Aim of the exercise: Transcribe every line, keeping it exact.

Data listing
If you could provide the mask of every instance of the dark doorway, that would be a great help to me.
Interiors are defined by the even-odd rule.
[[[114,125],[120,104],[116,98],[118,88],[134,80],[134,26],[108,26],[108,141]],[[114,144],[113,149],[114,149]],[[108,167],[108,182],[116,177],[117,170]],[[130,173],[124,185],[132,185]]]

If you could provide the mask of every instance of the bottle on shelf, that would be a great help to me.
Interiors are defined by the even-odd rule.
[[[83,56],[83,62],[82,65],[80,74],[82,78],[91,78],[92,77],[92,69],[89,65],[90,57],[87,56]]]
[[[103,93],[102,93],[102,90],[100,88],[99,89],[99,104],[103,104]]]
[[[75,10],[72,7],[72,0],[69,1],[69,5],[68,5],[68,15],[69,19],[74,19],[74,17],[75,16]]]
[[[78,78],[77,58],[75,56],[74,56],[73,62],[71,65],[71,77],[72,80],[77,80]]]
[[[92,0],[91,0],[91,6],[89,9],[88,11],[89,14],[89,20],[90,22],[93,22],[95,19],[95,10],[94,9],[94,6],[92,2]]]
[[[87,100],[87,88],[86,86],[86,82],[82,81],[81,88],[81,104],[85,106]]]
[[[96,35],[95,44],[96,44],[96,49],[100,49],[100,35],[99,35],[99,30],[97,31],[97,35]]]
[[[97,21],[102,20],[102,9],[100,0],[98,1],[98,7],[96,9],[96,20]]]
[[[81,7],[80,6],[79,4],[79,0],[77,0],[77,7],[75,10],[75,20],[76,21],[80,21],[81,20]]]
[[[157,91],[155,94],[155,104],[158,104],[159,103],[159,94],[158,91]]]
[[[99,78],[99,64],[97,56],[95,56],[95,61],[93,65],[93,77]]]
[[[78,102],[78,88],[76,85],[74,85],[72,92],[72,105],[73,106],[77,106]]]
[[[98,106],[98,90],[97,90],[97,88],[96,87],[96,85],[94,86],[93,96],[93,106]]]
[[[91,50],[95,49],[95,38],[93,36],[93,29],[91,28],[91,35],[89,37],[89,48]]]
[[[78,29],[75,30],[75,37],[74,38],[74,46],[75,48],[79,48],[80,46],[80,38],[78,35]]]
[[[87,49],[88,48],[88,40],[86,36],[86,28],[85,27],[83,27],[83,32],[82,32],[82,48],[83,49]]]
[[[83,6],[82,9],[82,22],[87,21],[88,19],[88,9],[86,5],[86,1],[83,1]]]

Exercise solution:
If you could provide the mask of every instance of the dark doorway, that would be a great help to me.
Interiors are defined by the even-odd rule.
[[[114,125],[120,104],[116,98],[118,88],[134,80],[134,26],[108,26],[108,141]],[[114,144],[113,149],[114,149]],[[108,167],[108,182],[116,177],[117,170]],[[130,173],[124,185],[132,185]]]

If you could provide the mask of every instance of the bottle on shelf, that would be a great help to me.
Interiors are defined by the even-odd rule.
[[[83,56],[83,62],[82,65],[80,74],[82,78],[91,78],[92,77],[92,69],[89,65],[90,57],[87,56]]]
[[[103,93],[102,93],[102,90],[100,88],[99,89],[99,104],[103,104]]]
[[[75,10],[72,7],[72,0],[69,1],[69,5],[68,5],[68,15],[69,19],[74,19],[74,17],[75,16]]]
[[[78,78],[77,58],[75,56],[74,56],[73,62],[71,65],[71,77],[72,80],[77,80]]]
[[[92,0],[91,0],[91,6],[89,9],[88,11],[89,14],[89,20],[90,22],[93,22],[95,19],[95,10],[94,9],[94,6],[92,2]]]
[[[87,100],[87,88],[86,86],[86,82],[82,81],[81,88],[81,104],[85,106]]]
[[[96,35],[95,44],[96,44],[96,49],[100,49],[100,35],[99,35],[99,30],[97,31],[97,35]]]
[[[97,21],[102,20],[102,9],[100,0],[98,1],[98,7],[96,9],[96,20]]]
[[[81,7],[80,6],[79,4],[79,0],[77,0],[77,7],[75,10],[75,20],[76,21],[80,21],[81,20]]]
[[[157,91],[155,94],[155,104],[158,104],[159,103],[159,94],[158,91]]]
[[[99,78],[99,64],[97,56],[95,56],[95,61],[93,65],[93,77]]]
[[[78,102],[78,88],[76,85],[74,85],[72,92],[72,105],[73,106],[77,106]]]
[[[98,106],[98,90],[97,90],[97,88],[96,87],[96,85],[94,86],[93,96],[93,106]]]
[[[91,50],[95,49],[95,38],[93,36],[93,29],[91,28],[91,35],[89,37],[89,48]]]
[[[78,29],[75,30],[75,37],[74,38],[74,46],[75,48],[79,48],[80,46],[80,38],[78,35]]]
[[[87,49],[88,48],[88,40],[86,36],[86,28],[85,27],[83,27],[83,32],[82,32],[82,48],[83,49]]]
[[[83,6],[82,9],[82,22],[87,21],[88,19],[88,9],[86,5],[86,1],[83,1]]]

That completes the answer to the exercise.